**Source excerpt**
Society & Culture
Seasteading History 101: Randy Hencken - Episode 02
This is the founders series of the Blue Frontiers Podcast. Today we have Randy Hencken, managing director and co-founder of blue frontiers. In this podcast, Randy tells the story of all the previous seasteading attempts that were necessary to reach the point where we are now, after having signed an agreement with a national government to build the Floating Island Project.
Randy Hencken is the co-founder and managing director of Blue Frontiers as well as managing director of the seasteading institute which is the non-profit company that is building the floating island project. Randy started in 2011 and within a year became the executive director and for complicated, legal reasons – is now the managing director.
Seasteading is a plan to develop new communities, new cities and new nations at sea that float and are modular, can grow organically and allow people opportunities to explore new forms of society that cannot exist in land based communities.
Nathalie and Randy talk about “Blue Frontiers” being a non-profit that has somehow gotten funding despite the large sums of money required for the project. They explain that the name “Blue Frontiers was thought of by another co-founder Ian Raijicov who wanted to stress the opportunity the sea possesses.
Randy explains that Peter Thiel is the man that invested the initial funding but it is not his only investment – Peter has invested in hundreds if not thousands of projects and he is the ultimate venture capitalist.
..and in 2008 a friend of Peter’s invited Patrick to come over for lunch and tell Peter about sea setting and at that meeting Peter said this is a great idea I want you to pursue it and he pulled out his cheque book and gave Patrick a $500 000 cheque and said I want you a non-profit and explore whether seasteading could be a reality or not (16:30)
Randy mentions that it has been nine years since the seasteading institute was created and briefly alludes to Blue Sea – another project that’s a part of Club Stead. Blue Sea was a project that was canceled due to its exorbitant costs required to build a submersible hotel that would float steadily off the coast of Southern California.
Well to construct one alone is going to be about a hundred and but about 200 million dollars to build it and you have to do operations of it and then you would have to anchor it and then you would have to you know maintain it and oil rigs are made to last for about 20 years before they come out the sea you know rust out so yeah [10:40]
The Seasteading Institute started an event back in 2009 or 2010 – a party to encourage the future of seasteading and basically get people excited about seasteading. He explains that the idea was to start small up in Sacramento delta – get a bunch of plie woods and barrels that construct floating platforms together! The platforms would then eventually come out to the San Francisco bay and move into the open ocean. For a long weekend party – people dressed up like pirates etc.

**Directive**
According to the podcast summary, who invested the initial funding? The rows that come next are separate material with no connection to the podcast summary.

**Provided records**
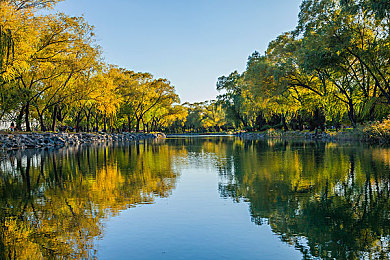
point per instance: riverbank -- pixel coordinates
(341, 136)
(14, 141)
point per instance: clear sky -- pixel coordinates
(189, 42)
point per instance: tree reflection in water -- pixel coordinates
(327, 200)
(53, 204)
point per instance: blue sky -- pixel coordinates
(189, 42)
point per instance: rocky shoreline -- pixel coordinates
(50, 140)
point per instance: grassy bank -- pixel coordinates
(377, 132)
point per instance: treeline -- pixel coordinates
(332, 70)
(52, 76)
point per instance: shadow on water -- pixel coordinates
(329, 201)
(326, 200)
(53, 204)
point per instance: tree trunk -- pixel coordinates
(27, 119)
(97, 122)
(88, 116)
(54, 117)
(41, 122)
(129, 121)
(351, 113)
(20, 119)
(137, 126)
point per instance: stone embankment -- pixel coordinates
(43, 140)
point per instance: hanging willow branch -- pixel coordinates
(6, 47)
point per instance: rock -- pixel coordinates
(46, 140)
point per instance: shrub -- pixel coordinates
(378, 131)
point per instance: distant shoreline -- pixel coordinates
(20, 140)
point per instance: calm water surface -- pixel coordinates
(197, 198)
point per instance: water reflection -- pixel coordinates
(328, 201)
(53, 203)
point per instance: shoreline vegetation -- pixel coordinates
(22, 140)
(329, 72)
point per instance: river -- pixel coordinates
(211, 197)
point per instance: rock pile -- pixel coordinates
(41, 140)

**Reply**
Peter Thiel.